**Your assignment**:
Repeat exactly the lines from the first line of the records through the line containing "Tell me, in the frame shown here, where is the dry", and nothing more.

(Dataset records)
■ ■ ■ ■ ■ ■ ■
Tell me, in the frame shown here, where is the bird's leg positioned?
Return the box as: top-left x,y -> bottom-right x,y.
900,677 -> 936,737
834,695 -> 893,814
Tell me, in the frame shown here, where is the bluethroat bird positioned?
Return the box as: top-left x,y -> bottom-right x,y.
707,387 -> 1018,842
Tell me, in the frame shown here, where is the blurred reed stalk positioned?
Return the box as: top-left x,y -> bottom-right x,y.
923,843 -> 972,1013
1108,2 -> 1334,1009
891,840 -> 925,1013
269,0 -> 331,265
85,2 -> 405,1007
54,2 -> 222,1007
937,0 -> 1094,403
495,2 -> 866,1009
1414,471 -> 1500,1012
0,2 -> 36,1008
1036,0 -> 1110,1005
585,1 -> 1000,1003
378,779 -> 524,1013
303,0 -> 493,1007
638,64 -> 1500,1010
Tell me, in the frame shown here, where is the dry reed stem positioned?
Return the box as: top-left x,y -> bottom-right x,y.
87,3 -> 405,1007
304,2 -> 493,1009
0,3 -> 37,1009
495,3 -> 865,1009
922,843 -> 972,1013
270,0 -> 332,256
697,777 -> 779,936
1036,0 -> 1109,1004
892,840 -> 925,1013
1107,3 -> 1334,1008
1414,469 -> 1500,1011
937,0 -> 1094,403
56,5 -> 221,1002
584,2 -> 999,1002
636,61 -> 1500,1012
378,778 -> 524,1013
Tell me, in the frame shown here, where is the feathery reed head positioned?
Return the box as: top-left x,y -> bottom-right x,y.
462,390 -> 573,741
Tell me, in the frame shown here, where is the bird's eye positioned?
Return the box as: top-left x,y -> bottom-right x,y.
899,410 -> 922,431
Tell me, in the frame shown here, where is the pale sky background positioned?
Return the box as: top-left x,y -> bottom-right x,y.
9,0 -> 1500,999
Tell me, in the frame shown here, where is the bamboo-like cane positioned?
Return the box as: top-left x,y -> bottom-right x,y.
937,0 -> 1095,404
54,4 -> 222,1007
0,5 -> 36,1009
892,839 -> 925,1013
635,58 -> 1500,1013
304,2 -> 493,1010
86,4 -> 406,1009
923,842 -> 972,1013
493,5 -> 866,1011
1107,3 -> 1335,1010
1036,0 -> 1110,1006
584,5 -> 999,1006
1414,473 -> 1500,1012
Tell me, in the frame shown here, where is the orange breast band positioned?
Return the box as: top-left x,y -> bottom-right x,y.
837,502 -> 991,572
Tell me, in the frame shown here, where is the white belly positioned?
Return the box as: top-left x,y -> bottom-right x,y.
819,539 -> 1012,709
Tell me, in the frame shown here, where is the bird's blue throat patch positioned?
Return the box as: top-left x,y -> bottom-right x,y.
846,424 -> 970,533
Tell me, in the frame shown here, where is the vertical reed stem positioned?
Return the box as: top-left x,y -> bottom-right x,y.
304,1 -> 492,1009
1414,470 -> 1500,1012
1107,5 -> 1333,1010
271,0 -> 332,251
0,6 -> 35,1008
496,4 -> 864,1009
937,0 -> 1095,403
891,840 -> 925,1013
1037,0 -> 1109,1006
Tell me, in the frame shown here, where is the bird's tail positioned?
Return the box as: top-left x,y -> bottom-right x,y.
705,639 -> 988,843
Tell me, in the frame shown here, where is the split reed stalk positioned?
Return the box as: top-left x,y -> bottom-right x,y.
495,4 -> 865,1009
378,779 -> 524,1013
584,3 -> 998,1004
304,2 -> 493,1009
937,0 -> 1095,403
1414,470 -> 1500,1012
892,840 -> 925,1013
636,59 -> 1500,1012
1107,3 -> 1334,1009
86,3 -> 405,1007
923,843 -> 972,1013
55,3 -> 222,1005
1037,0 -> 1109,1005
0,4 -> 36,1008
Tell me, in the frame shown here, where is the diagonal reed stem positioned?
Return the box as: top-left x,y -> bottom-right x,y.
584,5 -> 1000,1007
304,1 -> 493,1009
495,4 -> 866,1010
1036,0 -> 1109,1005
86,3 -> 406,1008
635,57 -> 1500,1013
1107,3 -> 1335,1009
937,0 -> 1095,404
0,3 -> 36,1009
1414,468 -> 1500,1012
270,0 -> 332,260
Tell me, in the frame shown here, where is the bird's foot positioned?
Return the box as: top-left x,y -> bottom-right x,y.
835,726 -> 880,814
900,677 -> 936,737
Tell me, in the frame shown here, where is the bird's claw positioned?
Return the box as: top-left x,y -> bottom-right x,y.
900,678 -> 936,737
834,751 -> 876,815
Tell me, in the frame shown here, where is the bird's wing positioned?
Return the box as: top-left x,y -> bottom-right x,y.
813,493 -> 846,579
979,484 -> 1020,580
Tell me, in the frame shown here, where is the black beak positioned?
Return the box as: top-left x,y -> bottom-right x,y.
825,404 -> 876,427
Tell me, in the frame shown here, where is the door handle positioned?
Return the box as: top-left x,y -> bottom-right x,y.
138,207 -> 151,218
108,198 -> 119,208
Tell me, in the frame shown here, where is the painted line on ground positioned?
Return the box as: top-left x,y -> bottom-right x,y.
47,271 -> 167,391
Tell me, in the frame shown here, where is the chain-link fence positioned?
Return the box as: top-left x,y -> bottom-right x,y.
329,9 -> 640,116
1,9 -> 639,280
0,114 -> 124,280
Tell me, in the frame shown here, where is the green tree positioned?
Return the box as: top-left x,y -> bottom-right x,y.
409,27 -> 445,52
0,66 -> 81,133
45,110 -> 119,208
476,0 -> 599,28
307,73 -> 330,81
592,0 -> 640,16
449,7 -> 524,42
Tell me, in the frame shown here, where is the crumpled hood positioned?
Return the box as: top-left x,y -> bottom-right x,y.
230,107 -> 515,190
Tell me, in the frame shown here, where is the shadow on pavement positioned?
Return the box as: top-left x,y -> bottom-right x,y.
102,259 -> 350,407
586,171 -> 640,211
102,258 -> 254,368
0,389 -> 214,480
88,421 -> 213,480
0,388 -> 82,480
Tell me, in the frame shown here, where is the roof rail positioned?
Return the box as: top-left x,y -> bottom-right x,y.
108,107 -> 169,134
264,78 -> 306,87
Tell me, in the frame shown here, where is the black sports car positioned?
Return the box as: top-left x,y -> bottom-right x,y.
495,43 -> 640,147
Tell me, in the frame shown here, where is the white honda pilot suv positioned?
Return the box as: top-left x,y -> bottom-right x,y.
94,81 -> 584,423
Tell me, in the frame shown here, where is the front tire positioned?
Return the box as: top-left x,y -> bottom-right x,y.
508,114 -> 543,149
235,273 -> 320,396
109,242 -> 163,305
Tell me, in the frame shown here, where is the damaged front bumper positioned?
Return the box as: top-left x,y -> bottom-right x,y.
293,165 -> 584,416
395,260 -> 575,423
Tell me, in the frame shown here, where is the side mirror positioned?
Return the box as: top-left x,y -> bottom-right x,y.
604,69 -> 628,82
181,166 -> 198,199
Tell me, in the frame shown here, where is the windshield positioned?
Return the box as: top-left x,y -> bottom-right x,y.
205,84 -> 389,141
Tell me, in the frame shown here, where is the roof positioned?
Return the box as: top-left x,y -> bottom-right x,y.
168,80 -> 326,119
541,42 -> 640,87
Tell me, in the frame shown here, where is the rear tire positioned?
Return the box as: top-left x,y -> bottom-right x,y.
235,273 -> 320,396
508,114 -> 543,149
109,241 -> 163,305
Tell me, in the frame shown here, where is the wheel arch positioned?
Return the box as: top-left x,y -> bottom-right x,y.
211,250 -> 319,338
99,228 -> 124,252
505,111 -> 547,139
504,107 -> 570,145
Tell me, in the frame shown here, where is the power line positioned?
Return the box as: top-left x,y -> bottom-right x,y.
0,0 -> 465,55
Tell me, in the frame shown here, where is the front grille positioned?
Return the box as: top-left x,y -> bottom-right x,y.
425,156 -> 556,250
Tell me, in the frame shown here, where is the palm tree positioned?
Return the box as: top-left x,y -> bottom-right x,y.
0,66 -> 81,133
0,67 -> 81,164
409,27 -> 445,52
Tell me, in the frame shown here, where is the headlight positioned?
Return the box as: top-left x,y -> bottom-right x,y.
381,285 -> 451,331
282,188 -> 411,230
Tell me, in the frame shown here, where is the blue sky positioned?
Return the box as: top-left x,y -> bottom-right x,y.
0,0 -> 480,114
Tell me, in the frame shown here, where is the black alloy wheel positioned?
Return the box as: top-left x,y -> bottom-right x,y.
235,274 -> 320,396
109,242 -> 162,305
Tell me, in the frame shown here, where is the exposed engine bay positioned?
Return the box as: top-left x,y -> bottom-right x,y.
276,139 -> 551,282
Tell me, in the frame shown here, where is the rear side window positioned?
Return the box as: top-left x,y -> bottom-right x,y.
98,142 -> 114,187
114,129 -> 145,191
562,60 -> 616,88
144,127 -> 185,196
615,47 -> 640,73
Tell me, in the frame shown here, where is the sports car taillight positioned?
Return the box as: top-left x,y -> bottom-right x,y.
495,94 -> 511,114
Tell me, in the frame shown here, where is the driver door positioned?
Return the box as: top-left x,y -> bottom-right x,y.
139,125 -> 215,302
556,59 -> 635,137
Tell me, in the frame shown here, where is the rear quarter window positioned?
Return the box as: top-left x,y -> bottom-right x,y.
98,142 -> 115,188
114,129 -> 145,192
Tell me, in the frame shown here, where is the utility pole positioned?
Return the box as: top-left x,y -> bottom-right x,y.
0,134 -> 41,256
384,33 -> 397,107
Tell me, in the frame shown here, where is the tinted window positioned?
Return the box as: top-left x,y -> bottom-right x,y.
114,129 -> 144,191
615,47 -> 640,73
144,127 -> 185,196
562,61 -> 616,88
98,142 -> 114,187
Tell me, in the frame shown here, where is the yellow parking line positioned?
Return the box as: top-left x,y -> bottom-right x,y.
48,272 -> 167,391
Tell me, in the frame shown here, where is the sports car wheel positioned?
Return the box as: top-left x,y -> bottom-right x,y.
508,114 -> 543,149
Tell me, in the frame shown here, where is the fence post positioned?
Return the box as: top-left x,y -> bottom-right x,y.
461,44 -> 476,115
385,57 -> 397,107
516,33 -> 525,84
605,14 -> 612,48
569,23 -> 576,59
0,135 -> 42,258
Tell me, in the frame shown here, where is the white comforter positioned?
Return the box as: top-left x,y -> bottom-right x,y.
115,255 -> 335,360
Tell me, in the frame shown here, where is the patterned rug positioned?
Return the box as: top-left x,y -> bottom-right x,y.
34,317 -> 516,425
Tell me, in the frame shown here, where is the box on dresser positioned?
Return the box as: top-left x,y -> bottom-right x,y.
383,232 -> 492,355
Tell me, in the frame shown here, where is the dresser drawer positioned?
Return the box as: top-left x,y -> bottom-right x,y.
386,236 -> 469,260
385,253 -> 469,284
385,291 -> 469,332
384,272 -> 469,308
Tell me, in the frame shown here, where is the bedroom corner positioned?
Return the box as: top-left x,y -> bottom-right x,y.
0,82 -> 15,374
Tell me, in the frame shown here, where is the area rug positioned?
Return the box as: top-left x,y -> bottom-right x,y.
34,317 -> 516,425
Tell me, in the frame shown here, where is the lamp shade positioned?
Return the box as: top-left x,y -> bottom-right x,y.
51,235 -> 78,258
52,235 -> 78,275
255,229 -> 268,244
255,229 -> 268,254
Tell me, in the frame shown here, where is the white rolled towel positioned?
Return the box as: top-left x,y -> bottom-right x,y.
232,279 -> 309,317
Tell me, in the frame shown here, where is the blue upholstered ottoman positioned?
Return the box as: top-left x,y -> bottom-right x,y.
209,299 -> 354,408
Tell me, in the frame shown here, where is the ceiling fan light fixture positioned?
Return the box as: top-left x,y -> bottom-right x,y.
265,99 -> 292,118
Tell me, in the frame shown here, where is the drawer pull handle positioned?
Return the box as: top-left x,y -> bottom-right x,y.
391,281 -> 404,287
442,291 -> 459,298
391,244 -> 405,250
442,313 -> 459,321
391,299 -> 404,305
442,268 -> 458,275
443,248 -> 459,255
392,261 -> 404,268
■ ■ ■ ■ ■ ■ ■
**Result of the exercise**:
Tell me, in the frame shown here, where is the bird's leg positioned?
Return the box as: top-left x,y -> bottom-right x,y.
900,677 -> 936,737
834,695 -> 893,814
Tell me, in the frame shown here, where is the bluethroat bird positioned?
Return the box as: top-left x,y -> bottom-right x,y.
707,387 -> 1018,842
Tell me, in the frame shown here, where is the blurred reed stalk positioned?
Return the box as: top-left x,y -> bottom-right x,y.
923,843 -> 972,1013
1108,2 -> 1334,1009
891,840 -> 925,1013
269,0 -> 331,265
85,2 -> 405,1007
54,2 -> 222,1007
937,0 -> 1094,403
495,2 -> 866,1009
1414,471 -> 1500,1012
0,2 -> 36,1008
1036,0 -> 1110,1005
585,1 -> 1000,1003
378,779 -> 524,1013
303,0 -> 493,1007
638,64 -> 1500,1010
Tell me, in the frame shown here, where is the dry reed stem positioned?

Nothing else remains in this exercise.